# Hello from somewhat grey Salisbury



## Richard_AH (Jun 6, 2021)

Hello all,
Just a quick intro. About to begin my journey into music design. Complete beginner and will be of no use to anyone here I'm afraid. Have spent about a month looking at youtube videos of different DAWS, orchestra plugins etc. Here to find out as much info as possible (kontakt, sine, plugins, DAWS). All a minefield, but loving the research.
Cheers all,
Richard


----------



## chrisr (Jun 6, 2021)

Hey Richard, beautiful part of the world - I was driving across Salisbury plain just a few days ago (not in a tank...) and it was far from grey - barely a cloud in the sky! Welcome to the forum and happy learning!


----------



## Richard_AH (Jun 6, 2021)

Thanks very much. Loving the learning so far. I see many tanks on my daily walk on Salisbury plain. Not even a novelty anymore, they are usually on excercise.


----------



## Double Helix (Jun 6, 2021)

Welcome and have fun on VI-C, Richard.


----------



## Alchemedia (Jun 6, 2021)

Grab your things we've come to take you home. 😎


----------



## Greeno (Jun 7, 2021)

Welcome Richard, I'm not too far away in sunny Bristol. I'm going to stay in an old pub near Avebury for my birthday this year. Lovely part of the world.
Happy to advise about VSTs and sound libraries etc just message me.


----------



## Markrs (Jun 7, 2021)

Hi Richard also not too far away from you as I live near Swindon. Have no worries about being a beginner lots of us on here are in the same position. Great thing is there are also lots of very experienced people here to, so you can get lots of help, advice and support.


----------



## doctoremmet (Jun 7, 2021)

···

Continue the forum thread welcoming Richard from Salisbury, starting with the body of the post under its final header.

• _GIVEN DATA_
···

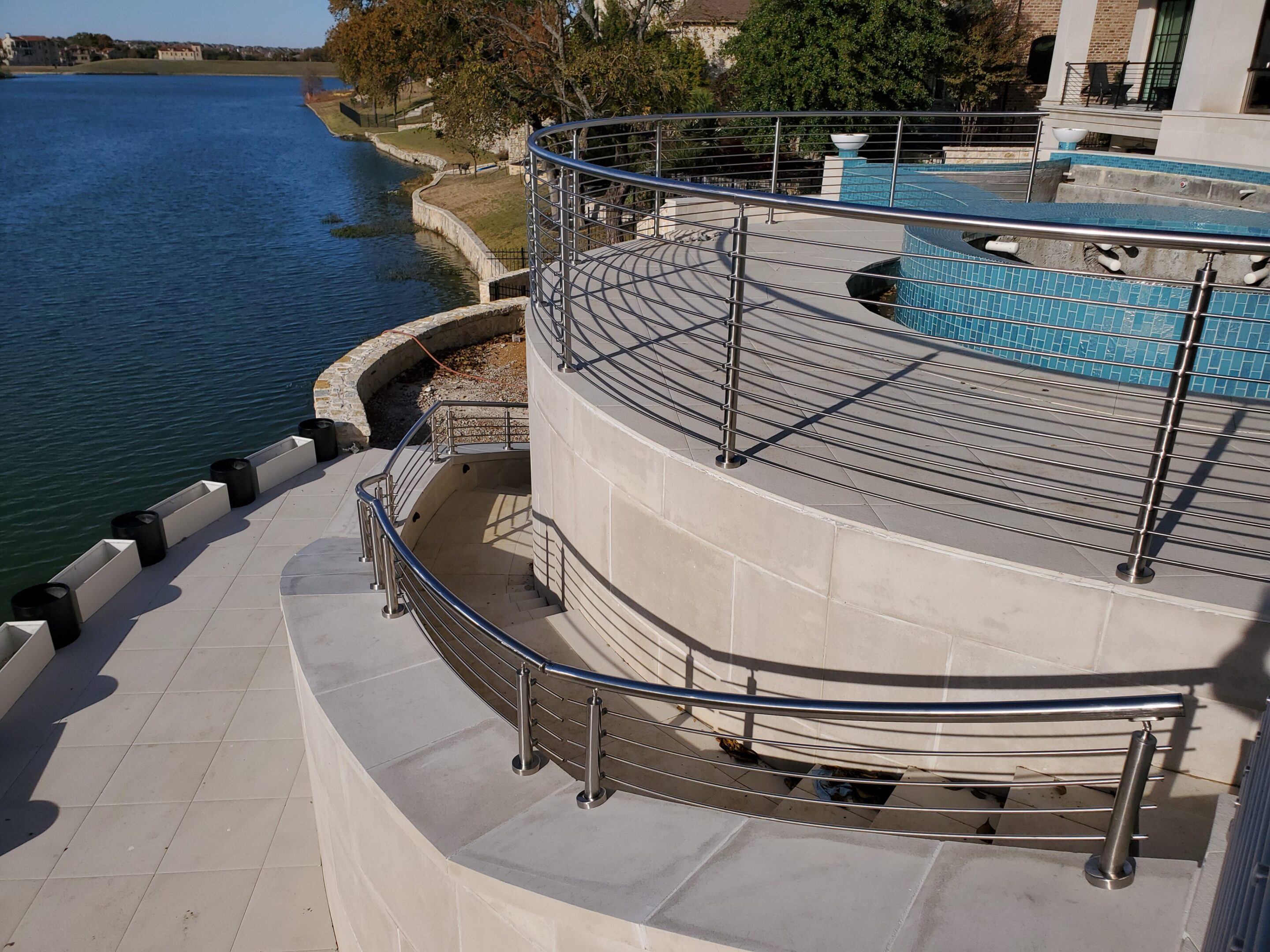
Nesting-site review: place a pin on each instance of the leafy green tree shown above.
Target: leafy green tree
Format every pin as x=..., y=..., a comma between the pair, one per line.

···

• _ANSWER FOR THE TASK_
Welcome! Greetings from a surprisingly sunny Groningen!

(Swindon? Cool!)


----------



## Richard_AH (Jun 7, 2021)

Greeno said:


> Welcome Richard, I'm not too far away in sunny Bristol. I'm going to stay in an old pub near Avebury for my birthday this year. Lovely part of the world.
> Happy to advise about VSTs and sound libraries etc just message me.


Spooky - I was in a pub in Avebury last night. First time in a pub in 18 months, sat outside The Red Lion (in amongst all the stones - i didnt hug any though  )


----------



## Richard_AH (Jun 7, 2021)

Markrs said:


> Hi Richard also not too far away from you as I live near Swindon. Have no worries about being a beginner lots of us on here are in the same position. Great thing is there are also lots of very experienced people here to, so you can get lots of help, advice and support.


Yes, I have been reading lots of posts. Already learning lots. I have so many questions, but trying to find answers in the posts first before bombarding the forum (don't wanna be 'that' guy  )


----------



## wahey73 (Jun 7, 2021)

Hi Richard, welcome on board!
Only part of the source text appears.